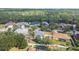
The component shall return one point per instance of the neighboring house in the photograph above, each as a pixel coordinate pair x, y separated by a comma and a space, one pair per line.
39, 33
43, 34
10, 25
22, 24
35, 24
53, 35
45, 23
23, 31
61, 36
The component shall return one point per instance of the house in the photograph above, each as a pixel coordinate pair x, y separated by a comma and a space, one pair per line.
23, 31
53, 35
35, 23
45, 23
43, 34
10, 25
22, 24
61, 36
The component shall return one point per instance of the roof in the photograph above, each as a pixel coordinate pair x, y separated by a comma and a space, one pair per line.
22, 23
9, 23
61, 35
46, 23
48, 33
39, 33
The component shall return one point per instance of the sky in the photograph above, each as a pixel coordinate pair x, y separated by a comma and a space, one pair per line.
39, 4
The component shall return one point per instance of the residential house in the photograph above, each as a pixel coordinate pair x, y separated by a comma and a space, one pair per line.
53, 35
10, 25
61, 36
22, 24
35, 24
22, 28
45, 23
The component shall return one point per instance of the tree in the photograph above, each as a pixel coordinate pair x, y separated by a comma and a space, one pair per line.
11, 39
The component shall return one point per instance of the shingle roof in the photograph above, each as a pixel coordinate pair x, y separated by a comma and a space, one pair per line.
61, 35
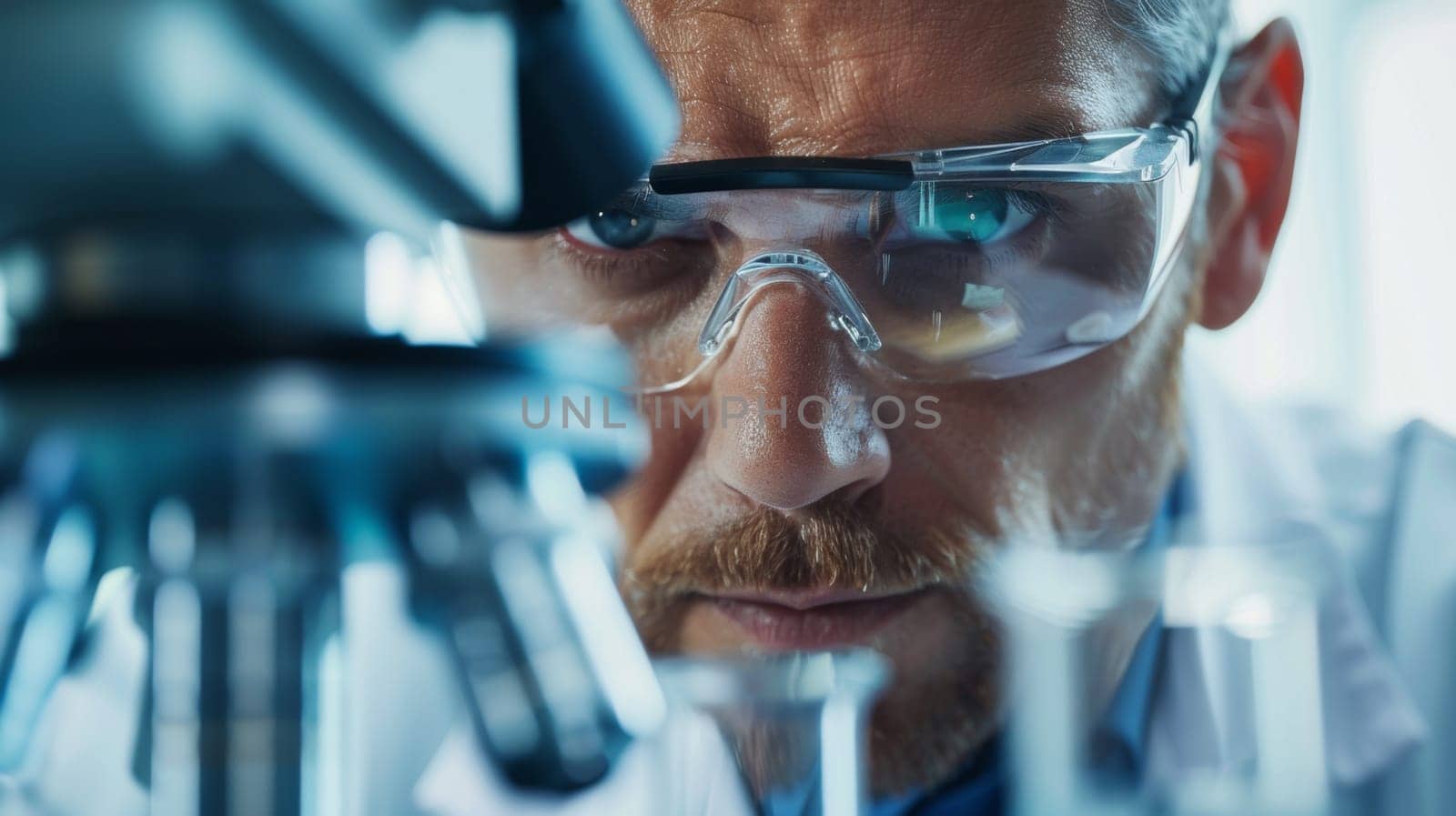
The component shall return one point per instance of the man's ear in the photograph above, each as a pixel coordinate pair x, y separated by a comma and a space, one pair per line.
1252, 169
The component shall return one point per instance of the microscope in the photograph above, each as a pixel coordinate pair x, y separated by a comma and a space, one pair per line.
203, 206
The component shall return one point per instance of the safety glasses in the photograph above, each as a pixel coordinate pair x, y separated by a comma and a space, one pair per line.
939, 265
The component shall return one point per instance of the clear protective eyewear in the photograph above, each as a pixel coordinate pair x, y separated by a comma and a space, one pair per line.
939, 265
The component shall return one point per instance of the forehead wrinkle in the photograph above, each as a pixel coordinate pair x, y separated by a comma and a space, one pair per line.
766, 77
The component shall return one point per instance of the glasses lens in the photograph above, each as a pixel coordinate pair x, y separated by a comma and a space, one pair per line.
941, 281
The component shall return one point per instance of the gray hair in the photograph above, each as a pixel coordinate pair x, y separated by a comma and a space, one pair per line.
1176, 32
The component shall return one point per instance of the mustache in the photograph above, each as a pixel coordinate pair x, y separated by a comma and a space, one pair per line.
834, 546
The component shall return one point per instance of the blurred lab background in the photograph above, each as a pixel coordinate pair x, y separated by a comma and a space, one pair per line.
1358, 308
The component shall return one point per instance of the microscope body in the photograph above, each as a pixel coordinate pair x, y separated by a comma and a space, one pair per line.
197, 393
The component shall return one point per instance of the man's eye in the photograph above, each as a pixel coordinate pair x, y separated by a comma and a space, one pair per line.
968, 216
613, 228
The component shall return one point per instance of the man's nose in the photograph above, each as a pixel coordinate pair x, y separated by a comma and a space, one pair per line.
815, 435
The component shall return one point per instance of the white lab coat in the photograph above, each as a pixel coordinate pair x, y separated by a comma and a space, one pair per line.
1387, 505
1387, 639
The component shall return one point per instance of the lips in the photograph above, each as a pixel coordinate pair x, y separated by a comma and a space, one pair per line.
* * *
- _Set problem_: Can you copy every item above word for word, leaving the pictures out of your copy?

- _Solution_:
The component shall return one point per instance of the neighboring house in the photograph above, each as a pixel coordinate pair x, y separated by a comma and a space, one pair per line.
39, 33
43, 34
10, 25
22, 24
35, 24
53, 35
45, 23
23, 31
61, 36
The component shall return one point per instance of the house in the photograph above, each as a pixel coordinate pair x, y separated by a comma and a space, one pair per line.
23, 31
53, 35
35, 23
45, 23
43, 34
10, 25
22, 24
61, 36
The component shall return one point per instance of the roof in the photograph above, each as a pixel coordinate pair x, y separated by a comma and a space, one pair per line.
22, 23
9, 23
61, 35
46, 23
48, 33
39, 33
The component shall return one point per instance of the sky in the photograph above, each as a pixel coordinate pair x, y separated by a comma and a space, one pair per line.
39, 4
The component shall return one point per instance of the residential house in the photograph above, each as a pixel coordinate pair x, y separated by a comma and a space, one pair per line.
53, 35
10, 25
61, 36
22, 24
35, 24
22, 28
45, 23
The component shall return one point per instance of the tree in the photograph above, each as a pixel coordinate pair x, y separated by a comma and a space, one pair per line.
11, 39
The component shall return one point per instance of the shingle roof in the photograph above, each as a pixel coordinate pair x, y separated by a comma and a space, one pair per line.
61, 35
The component shall return one point per instance of the man's ear in the photograph above, each as a pixel coordinate pair x, y separated by a comma and a space, one pair per line.
1252, 169
The component shall return one point per instance of the microscope in the photograph above, each as a pixel coordinate pair x, y separated by a comma and a space, one pair per line.
203, 206
The component shall return one point per instance of the safety glasses in the photograph above, each as a pixel coordinate pair x, y separated by a comma and a space, one pair per line.
939, 265
The component shall return one point per instance of the clear protective eyewear in the photograph above, each as a pixel coordinate pair x, y separated by a comma and a space, one pair per line.
939, 265
The component shall return one point per instance of the forehead wrinkle in the photograph above, each as a pixel coordinate pair x, y separated by a comma and a space, one pair per line.
766, 77
The component shall return one point per instance of the glasses lens in the photograph above, each as a pixel coordinate pair x, y separated by a comma and a space, one pair per line.
941, 281
The component shall return one point per instance of the gray hair in the photograph above, each as a pixel coordinate pair x, y separated by a comma and a space, one pair per line.
1176, 32
The component shall return one point per instance of the mustache in the photograph above, each as a pixel coordinate pair x, y separated by a comma and a space, one pair per line.
834, 546
The component shall return one point per instance of the blurred lab background in the photograph above, each as a pixel coordinate pair x, y separated by a comma and a space, one pair per line.
1358, 308
The component shall return one point per instance of the microscope body in the photograph above, each as a pixel coordinate pair x, y separated by a comma and a space, one pair per line.
197, 393
The component shall return one point per instance of the man's eye in the photograph above, each as a pixel coordinate pair x, y separated by a comma and a space, one pair per line.
968, 216
613, 228
The component shall return one point per instance of the man's nose in the photograph above, each as a pixel coordinate pair x, y separated by a comma and a space, one pair per line.
815, 435
The component shall return one point per instance of the white lab coat in the photograph above, each as a pixel coordinate pair x, y separated by a comma and a space, one pair per line.
1387, 505
1387, 639
The component shall return one point per instance of the lips in the photograph above, each as a pixel coordinate pair x, y separated by a comma and a space, one pair per line.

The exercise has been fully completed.